### EXERCISE DESCRIPTION
Recast the entries below as a numbered list, starting at the line that contains "Autonomous forklift vision pipeline — detect the dark ground" and ending at the line that contains "26,75,63,133", with both of those lines included. Leave out any blank lines and everything outside that span.
>> Begin TASK INPUTS
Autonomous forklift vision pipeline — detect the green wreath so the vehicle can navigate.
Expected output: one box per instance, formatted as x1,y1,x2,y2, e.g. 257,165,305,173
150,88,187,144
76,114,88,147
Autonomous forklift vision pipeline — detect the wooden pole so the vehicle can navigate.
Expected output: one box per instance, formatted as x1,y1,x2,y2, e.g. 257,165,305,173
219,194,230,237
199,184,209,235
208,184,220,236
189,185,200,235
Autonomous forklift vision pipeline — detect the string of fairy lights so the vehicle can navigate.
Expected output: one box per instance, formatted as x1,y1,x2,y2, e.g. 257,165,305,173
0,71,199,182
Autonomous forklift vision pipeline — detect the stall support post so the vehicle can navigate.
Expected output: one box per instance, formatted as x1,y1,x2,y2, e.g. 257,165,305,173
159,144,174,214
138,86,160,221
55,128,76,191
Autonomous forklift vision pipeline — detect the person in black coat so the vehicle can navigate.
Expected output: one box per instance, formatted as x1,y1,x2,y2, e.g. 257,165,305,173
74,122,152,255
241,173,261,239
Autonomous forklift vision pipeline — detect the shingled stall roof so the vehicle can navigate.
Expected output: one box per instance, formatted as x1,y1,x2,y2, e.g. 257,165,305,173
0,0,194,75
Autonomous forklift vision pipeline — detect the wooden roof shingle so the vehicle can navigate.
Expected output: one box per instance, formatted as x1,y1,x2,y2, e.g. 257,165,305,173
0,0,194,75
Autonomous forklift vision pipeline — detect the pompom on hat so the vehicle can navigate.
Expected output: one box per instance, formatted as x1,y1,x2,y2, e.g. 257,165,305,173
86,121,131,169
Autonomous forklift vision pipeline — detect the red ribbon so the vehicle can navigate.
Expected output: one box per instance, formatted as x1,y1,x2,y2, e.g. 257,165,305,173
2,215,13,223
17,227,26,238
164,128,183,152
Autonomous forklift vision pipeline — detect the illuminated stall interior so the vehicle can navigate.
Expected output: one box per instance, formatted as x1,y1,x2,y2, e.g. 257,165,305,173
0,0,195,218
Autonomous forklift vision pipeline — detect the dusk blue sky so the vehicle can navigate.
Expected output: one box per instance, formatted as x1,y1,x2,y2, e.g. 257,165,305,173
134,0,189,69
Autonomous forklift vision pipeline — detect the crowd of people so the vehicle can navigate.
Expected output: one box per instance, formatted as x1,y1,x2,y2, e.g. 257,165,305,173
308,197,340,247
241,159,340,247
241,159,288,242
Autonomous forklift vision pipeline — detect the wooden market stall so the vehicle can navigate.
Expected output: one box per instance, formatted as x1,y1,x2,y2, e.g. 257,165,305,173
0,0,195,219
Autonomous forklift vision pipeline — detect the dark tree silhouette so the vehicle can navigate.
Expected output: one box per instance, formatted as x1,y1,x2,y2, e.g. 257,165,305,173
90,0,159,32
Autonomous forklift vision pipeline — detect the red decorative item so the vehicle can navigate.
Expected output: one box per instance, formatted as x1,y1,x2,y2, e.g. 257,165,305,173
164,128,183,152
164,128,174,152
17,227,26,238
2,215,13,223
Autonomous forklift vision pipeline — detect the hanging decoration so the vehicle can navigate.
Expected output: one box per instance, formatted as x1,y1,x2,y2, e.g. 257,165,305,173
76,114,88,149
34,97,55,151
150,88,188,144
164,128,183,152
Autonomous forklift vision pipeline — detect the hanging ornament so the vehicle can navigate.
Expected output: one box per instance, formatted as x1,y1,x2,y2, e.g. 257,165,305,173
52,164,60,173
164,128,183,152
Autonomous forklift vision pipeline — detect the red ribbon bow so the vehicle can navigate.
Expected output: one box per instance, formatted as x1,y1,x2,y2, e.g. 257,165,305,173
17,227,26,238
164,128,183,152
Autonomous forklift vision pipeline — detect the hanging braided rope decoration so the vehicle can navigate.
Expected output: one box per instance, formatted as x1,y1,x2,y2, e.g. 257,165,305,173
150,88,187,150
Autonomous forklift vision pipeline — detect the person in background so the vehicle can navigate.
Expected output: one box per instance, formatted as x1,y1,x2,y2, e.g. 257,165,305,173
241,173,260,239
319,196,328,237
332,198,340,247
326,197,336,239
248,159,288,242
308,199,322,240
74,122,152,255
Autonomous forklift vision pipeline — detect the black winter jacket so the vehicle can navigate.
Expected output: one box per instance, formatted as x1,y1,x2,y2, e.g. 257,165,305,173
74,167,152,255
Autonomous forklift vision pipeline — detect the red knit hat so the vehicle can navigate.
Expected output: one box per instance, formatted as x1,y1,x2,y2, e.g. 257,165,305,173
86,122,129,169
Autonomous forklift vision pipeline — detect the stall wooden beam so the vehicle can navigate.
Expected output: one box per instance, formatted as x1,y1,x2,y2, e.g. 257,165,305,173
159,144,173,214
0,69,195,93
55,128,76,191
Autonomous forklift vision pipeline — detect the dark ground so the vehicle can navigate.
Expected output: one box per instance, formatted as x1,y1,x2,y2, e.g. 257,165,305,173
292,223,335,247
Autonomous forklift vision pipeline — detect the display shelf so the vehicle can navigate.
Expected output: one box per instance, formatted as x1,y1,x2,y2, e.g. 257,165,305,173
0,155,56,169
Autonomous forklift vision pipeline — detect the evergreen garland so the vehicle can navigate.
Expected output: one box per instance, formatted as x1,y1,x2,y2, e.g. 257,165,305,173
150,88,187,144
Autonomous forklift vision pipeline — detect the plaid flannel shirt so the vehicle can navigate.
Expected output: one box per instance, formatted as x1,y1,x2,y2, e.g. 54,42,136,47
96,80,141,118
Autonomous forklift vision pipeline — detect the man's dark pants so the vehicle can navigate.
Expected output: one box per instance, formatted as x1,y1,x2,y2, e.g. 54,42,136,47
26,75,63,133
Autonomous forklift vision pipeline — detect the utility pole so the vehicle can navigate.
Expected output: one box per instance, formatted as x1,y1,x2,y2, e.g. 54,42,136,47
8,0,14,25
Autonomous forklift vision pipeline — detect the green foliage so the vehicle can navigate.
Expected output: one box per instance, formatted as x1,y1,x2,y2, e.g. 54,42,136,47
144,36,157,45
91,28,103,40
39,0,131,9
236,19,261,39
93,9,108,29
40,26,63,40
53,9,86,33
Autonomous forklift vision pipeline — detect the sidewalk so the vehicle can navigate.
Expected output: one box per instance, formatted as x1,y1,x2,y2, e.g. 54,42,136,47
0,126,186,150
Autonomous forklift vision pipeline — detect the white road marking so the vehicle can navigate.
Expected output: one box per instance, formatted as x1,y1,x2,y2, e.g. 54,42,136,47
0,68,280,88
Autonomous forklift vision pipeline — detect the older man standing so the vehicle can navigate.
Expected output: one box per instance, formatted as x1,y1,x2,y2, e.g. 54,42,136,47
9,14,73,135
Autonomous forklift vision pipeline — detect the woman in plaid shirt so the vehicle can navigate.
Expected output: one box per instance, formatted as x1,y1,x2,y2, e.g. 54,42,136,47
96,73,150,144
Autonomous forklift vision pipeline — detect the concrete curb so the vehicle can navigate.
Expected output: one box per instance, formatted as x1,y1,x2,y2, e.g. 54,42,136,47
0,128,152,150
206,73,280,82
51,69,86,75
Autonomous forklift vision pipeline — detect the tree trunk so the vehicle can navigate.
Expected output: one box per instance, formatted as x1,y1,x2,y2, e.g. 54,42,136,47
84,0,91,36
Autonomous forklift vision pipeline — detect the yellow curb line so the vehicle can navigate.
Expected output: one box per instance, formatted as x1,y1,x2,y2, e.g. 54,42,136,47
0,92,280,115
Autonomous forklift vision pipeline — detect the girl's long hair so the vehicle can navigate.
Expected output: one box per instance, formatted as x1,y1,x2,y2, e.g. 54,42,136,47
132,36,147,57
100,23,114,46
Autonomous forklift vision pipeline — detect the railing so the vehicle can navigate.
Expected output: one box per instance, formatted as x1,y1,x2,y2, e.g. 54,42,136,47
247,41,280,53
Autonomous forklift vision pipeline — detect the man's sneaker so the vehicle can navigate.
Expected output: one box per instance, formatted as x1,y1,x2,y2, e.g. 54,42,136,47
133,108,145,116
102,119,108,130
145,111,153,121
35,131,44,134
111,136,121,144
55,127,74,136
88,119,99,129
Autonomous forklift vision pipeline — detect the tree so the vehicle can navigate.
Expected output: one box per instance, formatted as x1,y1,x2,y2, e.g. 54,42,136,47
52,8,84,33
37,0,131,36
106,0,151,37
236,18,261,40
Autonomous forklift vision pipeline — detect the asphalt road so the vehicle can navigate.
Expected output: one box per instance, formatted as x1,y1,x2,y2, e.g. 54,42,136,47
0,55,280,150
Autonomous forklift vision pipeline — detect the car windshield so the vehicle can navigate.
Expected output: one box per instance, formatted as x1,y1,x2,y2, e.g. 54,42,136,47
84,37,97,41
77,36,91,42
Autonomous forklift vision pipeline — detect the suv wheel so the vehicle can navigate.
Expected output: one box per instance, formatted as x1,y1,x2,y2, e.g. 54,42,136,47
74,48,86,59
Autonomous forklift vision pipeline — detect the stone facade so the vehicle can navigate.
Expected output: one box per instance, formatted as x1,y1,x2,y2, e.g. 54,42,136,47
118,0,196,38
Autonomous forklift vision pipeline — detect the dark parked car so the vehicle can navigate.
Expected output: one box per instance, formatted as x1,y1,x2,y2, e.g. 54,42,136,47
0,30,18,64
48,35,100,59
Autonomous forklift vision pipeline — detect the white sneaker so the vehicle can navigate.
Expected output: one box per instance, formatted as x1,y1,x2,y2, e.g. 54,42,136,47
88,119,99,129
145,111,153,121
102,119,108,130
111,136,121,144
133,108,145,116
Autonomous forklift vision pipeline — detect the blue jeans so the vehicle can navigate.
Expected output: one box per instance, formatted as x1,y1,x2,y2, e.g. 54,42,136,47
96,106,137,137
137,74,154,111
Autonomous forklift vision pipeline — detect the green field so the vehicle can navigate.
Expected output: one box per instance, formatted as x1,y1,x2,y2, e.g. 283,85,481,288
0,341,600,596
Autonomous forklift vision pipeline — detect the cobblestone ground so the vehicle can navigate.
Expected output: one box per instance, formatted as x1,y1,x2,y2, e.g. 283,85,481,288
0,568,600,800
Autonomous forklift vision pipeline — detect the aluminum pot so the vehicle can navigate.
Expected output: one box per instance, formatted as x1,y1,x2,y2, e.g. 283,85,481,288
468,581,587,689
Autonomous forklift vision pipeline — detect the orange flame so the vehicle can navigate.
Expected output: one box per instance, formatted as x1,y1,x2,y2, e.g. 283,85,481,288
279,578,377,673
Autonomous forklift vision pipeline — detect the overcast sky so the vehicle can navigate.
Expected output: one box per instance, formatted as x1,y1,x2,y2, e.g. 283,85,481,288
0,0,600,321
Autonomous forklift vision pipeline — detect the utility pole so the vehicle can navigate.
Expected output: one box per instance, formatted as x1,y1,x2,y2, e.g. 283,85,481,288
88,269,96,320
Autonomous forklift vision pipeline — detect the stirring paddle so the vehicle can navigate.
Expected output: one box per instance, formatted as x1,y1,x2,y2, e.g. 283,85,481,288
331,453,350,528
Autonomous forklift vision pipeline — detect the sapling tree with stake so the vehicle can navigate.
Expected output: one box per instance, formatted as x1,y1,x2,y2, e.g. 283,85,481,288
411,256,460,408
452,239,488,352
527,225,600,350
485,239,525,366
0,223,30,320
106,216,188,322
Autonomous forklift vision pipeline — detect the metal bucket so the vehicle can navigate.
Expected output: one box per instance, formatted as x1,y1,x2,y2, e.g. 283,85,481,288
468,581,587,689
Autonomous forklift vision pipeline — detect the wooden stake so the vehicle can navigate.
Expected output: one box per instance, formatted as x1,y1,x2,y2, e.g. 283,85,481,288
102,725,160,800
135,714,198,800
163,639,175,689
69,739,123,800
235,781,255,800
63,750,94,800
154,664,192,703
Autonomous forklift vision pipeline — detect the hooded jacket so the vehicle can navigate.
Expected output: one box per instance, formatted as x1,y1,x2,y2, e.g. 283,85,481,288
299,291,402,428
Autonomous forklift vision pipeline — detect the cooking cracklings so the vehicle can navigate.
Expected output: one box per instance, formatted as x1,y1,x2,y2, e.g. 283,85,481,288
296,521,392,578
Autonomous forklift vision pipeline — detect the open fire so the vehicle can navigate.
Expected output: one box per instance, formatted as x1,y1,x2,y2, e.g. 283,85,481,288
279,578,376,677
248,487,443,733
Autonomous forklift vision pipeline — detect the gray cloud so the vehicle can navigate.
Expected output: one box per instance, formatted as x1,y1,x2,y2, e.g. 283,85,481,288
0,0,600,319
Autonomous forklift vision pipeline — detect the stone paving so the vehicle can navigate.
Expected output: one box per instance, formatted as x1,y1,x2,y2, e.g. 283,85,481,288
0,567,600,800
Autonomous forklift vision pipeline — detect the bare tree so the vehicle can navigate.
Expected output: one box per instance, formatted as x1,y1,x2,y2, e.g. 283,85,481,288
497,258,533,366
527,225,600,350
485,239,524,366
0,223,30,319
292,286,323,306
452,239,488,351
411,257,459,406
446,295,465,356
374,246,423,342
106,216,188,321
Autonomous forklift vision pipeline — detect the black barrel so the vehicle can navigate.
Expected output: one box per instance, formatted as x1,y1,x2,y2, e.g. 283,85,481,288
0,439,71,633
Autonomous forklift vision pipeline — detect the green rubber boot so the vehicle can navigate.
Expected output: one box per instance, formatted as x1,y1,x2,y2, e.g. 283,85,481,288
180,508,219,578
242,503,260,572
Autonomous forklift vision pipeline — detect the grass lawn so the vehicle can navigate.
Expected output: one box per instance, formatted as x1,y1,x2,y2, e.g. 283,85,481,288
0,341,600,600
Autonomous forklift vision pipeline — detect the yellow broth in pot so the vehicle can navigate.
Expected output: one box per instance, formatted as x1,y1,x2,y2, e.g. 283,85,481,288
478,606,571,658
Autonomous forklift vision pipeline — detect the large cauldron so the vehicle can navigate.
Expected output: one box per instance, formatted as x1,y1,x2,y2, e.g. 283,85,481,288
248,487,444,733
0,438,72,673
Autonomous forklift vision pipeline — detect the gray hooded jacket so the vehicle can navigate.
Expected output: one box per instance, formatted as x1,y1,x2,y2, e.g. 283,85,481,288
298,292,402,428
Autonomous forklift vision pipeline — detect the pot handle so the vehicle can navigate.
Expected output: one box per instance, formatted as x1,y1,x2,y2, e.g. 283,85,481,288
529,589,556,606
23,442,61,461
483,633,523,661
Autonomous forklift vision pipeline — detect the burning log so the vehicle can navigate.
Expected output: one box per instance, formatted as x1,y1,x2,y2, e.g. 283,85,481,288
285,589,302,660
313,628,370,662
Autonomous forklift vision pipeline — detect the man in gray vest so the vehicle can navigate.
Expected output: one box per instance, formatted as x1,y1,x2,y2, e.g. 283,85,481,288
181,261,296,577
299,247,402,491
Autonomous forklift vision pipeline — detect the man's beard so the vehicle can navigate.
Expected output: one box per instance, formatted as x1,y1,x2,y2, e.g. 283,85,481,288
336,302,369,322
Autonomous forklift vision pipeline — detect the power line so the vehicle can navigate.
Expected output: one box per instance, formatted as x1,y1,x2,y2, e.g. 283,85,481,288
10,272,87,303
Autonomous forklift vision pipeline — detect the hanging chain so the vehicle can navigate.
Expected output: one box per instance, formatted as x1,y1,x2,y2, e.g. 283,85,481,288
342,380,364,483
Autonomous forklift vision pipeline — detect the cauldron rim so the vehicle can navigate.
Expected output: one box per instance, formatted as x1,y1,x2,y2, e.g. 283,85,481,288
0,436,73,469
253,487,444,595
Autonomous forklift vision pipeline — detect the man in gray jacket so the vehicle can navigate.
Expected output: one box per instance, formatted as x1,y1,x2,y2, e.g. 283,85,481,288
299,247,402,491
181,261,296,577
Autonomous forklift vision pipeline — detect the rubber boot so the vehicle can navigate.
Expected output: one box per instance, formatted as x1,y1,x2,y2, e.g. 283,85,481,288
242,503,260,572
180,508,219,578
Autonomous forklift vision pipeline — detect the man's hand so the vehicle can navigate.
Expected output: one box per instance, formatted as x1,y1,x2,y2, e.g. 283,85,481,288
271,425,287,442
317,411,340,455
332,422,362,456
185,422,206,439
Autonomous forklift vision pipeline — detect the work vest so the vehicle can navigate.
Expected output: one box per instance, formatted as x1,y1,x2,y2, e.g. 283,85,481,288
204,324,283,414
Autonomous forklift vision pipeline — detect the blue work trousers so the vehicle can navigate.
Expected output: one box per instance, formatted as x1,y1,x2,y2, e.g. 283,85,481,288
>> End TASK INPUTS
### RIGHT ANSWER
1. Autonomous forklift vision pipeline — detect the dark ground so the vehicle can navigate.
2. Expected output: one box per instance, formatted as x1,y1,x2,y2, e.g. 257,165,305,173
3. 292,223,335,247
4. Autonomous forklift vision pipeline — detect the display shelf so the vehicle can navigate.
5. Expected output: one box per instance, formatted as x1,y1,x2,y2, e.g. 257,165,305,173
6. 0,155,56,169
7. Autonomous forklift vision pipeline — detect the evergreen garland so the vehicle can navigate.
8. Expected output: one box per instance, formatted as x1,y1,x2,y2, e.g. 257,165,305,173
9. 150,88,187,144
10. Autonomous forklift vision pipeline — detect the plaid flannel shirt so the vehicle can navigate.
11. Expected output: one box per instance, formatted as x1,y1,x2,y2, e.g. 54,42,136,47
12. 96,80,141,118
13. Autonomous forklift vision pipeline — detect the man's dark pants so the vehicle can navigate.
14. Expected output: one box per instance, formatted as x1,y1,x2,y2, e.g. 54,42,136,47
15. 26,75,63,133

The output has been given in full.